• Problem to work on:
Copy every row below with "pixel values" changed to "pixel coordinates" and nothing else altered. Leave the pictures out.

• Material shown:
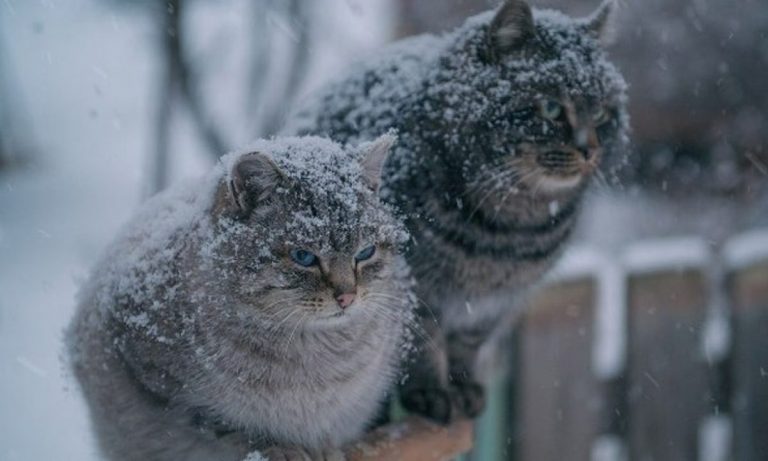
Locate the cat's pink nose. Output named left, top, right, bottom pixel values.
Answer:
left=336, top=293, right=355, bottom=309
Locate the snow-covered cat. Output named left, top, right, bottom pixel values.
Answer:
left=286, top=0, right=627, bottom=421
left=68, top=136, right=412, bottom=461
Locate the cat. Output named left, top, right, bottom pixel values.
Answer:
left=67, top=135, right=413, bottom=461
left=284, top=0, right=628, bottom=422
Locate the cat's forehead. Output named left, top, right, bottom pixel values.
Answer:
left=504, top=10, right=626, bottom=102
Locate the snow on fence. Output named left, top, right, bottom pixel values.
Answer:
left=472, top=229, right=768, bottom=461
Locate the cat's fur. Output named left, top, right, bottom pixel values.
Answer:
left=286, top=0, right=627, bottom=421
left=68, top=136, right=411, bottom=461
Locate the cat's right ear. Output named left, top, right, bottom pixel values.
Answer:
left=229, top=152, right=283, bottom=215
left=360, top=131, right=397, bottom=192
left=488, top=0, right=536, bottom=56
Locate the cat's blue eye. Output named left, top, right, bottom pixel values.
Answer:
left=592, top=107, right=611, bottom=126
left=539, top=99, right=563, bottom=120
left=355, top=245, right=376, bottom=262
left=291, top=249, right=317, bottom=267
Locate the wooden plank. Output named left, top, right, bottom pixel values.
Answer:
left=627, top=268, right=709, bottom=461
left=729, top=260, right=768, bottom=461
left=517, top=278, right=601, bottom=461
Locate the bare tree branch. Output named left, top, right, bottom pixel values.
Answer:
left=163, top=0, right=226, bottom=159
left=258, top=0, right=314, bottom=136
left=246, top=0, right=272, bottom=135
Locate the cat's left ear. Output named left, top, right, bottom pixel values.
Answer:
left=488, top=0, right=536, bottom=56
left=228, top=152, right=283, bottom=216
left=360, top=132, right=397, bottom=192
left=583, top=0, right=619, bottom=46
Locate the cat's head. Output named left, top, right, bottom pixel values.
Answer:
left=208, top=135, right=408, bottom=327
left=428, top=0, right=628, bottom=199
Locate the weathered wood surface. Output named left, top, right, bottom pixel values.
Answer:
left=346, top=417, right=473, bottom=461
left=729, top=261, right=768, bottom=461
left=510, top=278, right=602, bottom=461
left=628, top=270, right=709, bottom=461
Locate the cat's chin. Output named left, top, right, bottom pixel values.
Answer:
left=535, top=174, right=585, bottom=194
left=307, top=306, right=355, bottom=330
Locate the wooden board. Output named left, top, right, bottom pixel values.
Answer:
left=515, top=279, right=602, bottom=461
left=729, top=262, right=768, bottom=461
left=627, top=270, right=709, bottom=461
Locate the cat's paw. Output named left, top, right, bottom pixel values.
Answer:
left=261, top=446, right=346, bottom=461
left=400, top=387, right=456, bottom=424
left=260, top=446, right=314, bottom=461
left=400, top=381, right=486, bottom=424
left=450, top=381, right=485, bottom=419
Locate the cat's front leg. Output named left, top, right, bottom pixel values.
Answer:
left=446, top=331, right=487, bottom=418
left=399, top=316, right=458, bottom=424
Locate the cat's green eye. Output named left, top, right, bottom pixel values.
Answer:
left=592, top=107, right=611, bottom=126
left=539, top=99, right=563, bottom=120
left=291, top=248, right=318, bottom=267
left=355, top=245, right=376, bottom=262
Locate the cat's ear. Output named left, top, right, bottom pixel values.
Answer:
left=229, top=152, right=283, bottom=214
left=583, top=0, right=619, bottom=46
left=488, top=0, right=536, bottom=55
left=360, top=131, right=397, bottom=192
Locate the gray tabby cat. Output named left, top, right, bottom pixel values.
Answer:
left=68, top=136, right=412, bottom=461
left=286, top=0, right=628, bottom=421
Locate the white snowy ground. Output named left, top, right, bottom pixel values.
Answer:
left=0, top=0, right=391, bottom=461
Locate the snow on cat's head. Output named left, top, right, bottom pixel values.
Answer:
left=206, top=135, right=407, bottom=328
left=427, top=0, right=628, bottom=194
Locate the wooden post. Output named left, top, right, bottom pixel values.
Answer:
left=625, top=239, right=709, bottom=461
left=725, top=231, right=768, bottom=461
left=516, top=277, right=601, bottom=461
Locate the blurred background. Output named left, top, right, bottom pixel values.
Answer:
left=0, top=0, right=768, bottom=461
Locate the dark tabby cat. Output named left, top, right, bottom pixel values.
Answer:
left=68, top=136, right=411, bottom=461
left=288, top=0, right=627, bottom=421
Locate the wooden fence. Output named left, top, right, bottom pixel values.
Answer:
left=469, top=231, right=768, bottom=461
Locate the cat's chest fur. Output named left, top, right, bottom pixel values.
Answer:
left=187, top=314, right=398, bottom=446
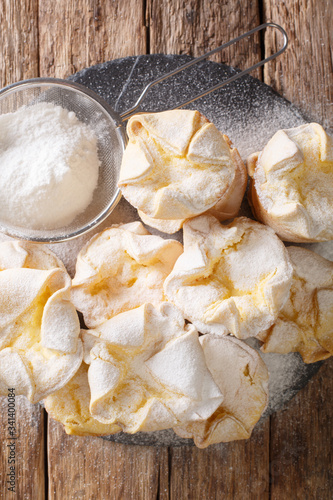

• Task result:
Locate the cat's pink nose. Output named left, top, right, bottom pixel coordinates.
Answer:
left=336, top=293, right=355, bottom=309
Locate the snow-covered cat. Output named left, top, right, bottom pixel coordinates.
Answer:
left=286, top=0, right=627, bottom=421
left=68, top=136, right=412, bottom=461
Locate the cat. Output named left, top, right, bottom pixel coordinates.
Answer:
left=67, top=135, right=413, bottom=461
left=284, top=0, right=628, bottom=422
Locate the cat's forehead. Output named left, top, right, bottom pixel coordinates.
Answer:
left=504, top=10, right=626, bottom=102
Locate the snow on fence. Output named left, top, right, bottom pixel coordinates.
Answer:
left=472, top=229, right=768, bottom=461
Locate the cat's fur. Output named left, top, right, bottom pixel coordinates.
Answer:
left=286, top=0, right=627, bottom=421
left=68, top=136, right=411, bottom=461
Locate the cat's right ear. Output named left, top, right, bottom pixel coordinates.
Answer:
left=229, top=152, right=283, bottom=215
left=360, top=131, right=397, bottom=192
left=488, top=0, right=536, bottom=56
Locate the cat's blue eye. Output named left, top, right, bottom pixel coordinates.
Answer:
left=592, top=107, right=611, bottom=126
left=539, top=99, right=563, bottom=120
left=355, top=245, right=376, bottom=262
left=291, top=249, right=317, bottom=267
Locate the wooden plank. Output named left, top, right, bottom pixel coordinates.
Answer:
left=627, top=268, right=709, bottom=461
left=729, top=260, right=768, bottom=461
left=517, top=278, right=601, bottom=461
Locate the bare tree branch. Output named left, top, right, bottom pixel coordinates.
Answer:
left=163, top=0, right=226, bottom=159
left=258, top=0, right=314, bottom=136
left=246, top=0, right=272, bottom=135
Locate the cat's left ear. Output named left, top, right, bottom pixel coordinates.
Answer:
left=488, top=0, right=536, bottom=56
left=228, top=152, right=283, bottom=216
left=360, top=132, right=397, bottom=192
left=583, top=0, right=619, bottom=46
Locate the cat's head. Output named left, top, right, bottom pixel coordinates.
Answer:
left=208, top=135, right=408, bottom=327
left=428, top=0, right=628, bottom=199
Locate the weathered wood surface. Output named left, top, right, bottom pixel coordinates.
Answer:
left=346, top=417, right=473, bottom=461
left=729, top=261, right=768, bottom=461
left=510, top=278, right=602, bottom=461
left=628, top=270, right=709, bottom=461
Locate the cat's chin. Output named left, top, right, bottom pixel coordinates.
Answer:
left=535, top=174, right=585, bottom=194
left=307, top=306, right=355, bottom=330
Locate the wooden board. Output named left, top, right, bottom pixel coordinates.
Answer:
left=515, top=279, right=602, bottom=461
left=729, top=262, right=768, bottom=461
left=627, top=270, right=709, bottom=461
Locate the cat's paw. Output named left, top, right, bottom pixel coordinates.
Answer:
left=261, top=446, right=346, bottom=461
left=400, top=387, right=456, bottom=424
left=260, top=446, right=314, bottom=461
left=400, top=381, right=486, bottom=424
left=450, top=381, right=485, bottom=419
Locate the cat's front leg. Output named left, top, right, bottom pixel coordinates.
Answer:
left=446, top=331, right=487, bottom=418
left=399, top=316, right=458, bottom=424
Locate the cat's green eye. Output named left, top, right, bottom pixel coordinates.
Answer:
left=592, top=107, right=611, bottom=126
left=539, top=99, right=563, bottom=120
left=291, top=248, right=318, bottom=267
left=355, top=245, right=376, bottom=262
Locate the cat's ear. Output named left, top, right, bottom pixel coordinates.
Answer:
left=229, top=152, right=283, bottom=214
left=583, top=0, right=619, bottom=46
left=488, top=0, right=536, bottom=55
left=360, top=131, right=397, bottom=192
Locate the gray tabby cat. Output named left, top, right, bottom pixel coordinates.
Answer:
left=68, top=136, right=412, bottom=461
left=286, top=0, right=628, bottom=421
Locate the white snowy ground. Output named left, top, right, bottom pixel coordinates.
Answer:
left=0, top=0, right=391, bottom=461
Locate the snow on cat's head. Output named left, top, right, bottom pixel coordinates.
Answer:
left=206, top=135, right=407, bottom=328
left=427, top=0, right=628, bottom=194
Locate the wooden post. Output named left, top, right, bottom pixel coordinates.
Answer:
left=625, top=239, right=709, bottom=461
left=725, top=231, right=768, bottom=461
left=516, top=277, right=601, bottom=461
Locate the blurred background. Output named left, top, right, bottom pixel coordinates.
Answer:
left=0, top=0, right=768, bottom=461
Locate the dark tabby cat. Output named left, top, right, bottom pixel coordinates.
Answer:
left=68, top=136, right=411, bottom=461
left=288, top=0, right=627, bottom=421
Locate the wooden fence. Output named left, top, right, bottom pixel coordinates.
Answer:
left=469, top=231, right=768, bottom=461
Locate the cat's chest fur. Output named left, top, right, bottom pixel coordinates.
Answer:
left=187, top=314, right=398, bottom=446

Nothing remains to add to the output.